[Records from a point labeling set]

------------------------------------

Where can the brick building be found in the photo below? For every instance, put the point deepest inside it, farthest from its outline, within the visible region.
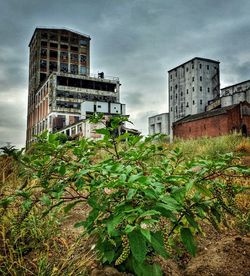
(60, 80)
(215, 122)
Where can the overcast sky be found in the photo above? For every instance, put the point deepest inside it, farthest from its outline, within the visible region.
(135, 40)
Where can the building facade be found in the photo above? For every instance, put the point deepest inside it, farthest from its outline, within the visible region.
(221, 121)
(159, 124)
(191, 86)
(60, 80)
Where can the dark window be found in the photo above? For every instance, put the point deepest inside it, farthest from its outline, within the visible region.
(82, 42)
(64, 56)
(83, 58)
(74, 57)
(53, 36)
(43, 53)
(83, 70)
(42, 77)
(73, 69)
(53, 66)
(53, 54)
(43, 65)
(53, 45)
(64, 67)
(64, 47)
(44, 35)
(73, 48)
(64, 38)
(44, 43)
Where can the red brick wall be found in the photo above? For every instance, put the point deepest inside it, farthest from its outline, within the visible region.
(212, 126)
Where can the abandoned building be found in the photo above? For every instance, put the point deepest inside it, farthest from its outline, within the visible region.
(159, 124)
(60, 80)
(191, 86)
(216, 122)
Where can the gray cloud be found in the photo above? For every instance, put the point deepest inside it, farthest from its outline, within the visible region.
(137, 40)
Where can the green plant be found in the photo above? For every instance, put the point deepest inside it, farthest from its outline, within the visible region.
(145, 199)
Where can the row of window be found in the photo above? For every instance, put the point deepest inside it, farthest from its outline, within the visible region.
(187, 69)
(63, 67)
(64, 38)
(187, 105)
(52, 45)
(63, 55)
(193, 89)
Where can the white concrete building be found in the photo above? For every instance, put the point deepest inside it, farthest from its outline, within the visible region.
(191, 86)
(159, 124)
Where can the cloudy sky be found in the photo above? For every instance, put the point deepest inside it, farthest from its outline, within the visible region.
(136, 40)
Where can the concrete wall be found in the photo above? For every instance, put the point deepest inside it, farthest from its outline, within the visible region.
(159, 124)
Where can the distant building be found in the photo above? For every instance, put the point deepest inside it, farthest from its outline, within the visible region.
(221, 121)
(191, 86)
(159, 124)
(60, 80)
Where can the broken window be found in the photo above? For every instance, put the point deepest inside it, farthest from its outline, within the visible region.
(74, 57)
(64, 38)
(74, 40)
(83, 42)
(53, 36)
(53, 54)
(44, 43)
(43, 53)
(64, 67)
(83, 70)
(73, 48)
(53, 45)
(43, 65)
(64, 56)
(83, 58)
(64, 47)
(73, 69)
(44, 35)
(53, 66)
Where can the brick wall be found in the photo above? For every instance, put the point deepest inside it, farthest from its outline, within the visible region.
(221, 124)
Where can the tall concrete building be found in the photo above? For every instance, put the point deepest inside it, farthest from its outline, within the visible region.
(159, 124)
(191, 86)
(60, 80)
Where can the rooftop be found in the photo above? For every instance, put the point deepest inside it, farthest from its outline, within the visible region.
(207, 114)
(58, 29)
(199, 58)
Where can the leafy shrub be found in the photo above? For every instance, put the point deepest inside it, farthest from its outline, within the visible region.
(145, 199)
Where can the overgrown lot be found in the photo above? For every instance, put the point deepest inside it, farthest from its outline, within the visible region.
(141, 200)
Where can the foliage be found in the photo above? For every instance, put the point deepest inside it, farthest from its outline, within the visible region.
(144, 198)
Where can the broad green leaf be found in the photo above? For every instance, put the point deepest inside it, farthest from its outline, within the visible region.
(138, 245)
(188, 240)
(150, 213)
(158, 244)
(131, 193)
(146, 234)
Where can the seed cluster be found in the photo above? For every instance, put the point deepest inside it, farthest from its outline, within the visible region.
(125, 251)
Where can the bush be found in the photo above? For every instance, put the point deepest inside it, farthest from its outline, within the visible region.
(145, 200)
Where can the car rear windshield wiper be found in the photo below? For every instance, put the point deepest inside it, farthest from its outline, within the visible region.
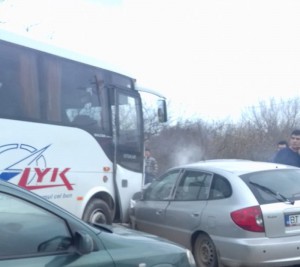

------------------------------------

● **Given instruction**: Show every line above that contains the word "below", copying each one in full.

● **Answer for this exercise**:
Where can the brick building be found in the photo below? For every instance, put the point deepest inside it, farthest from its outline, within the visible region.
Where can the car rear windshield wiper be found in the photo below? For every instance, put the point deepest inside it, farthest from its outline, within the visible region.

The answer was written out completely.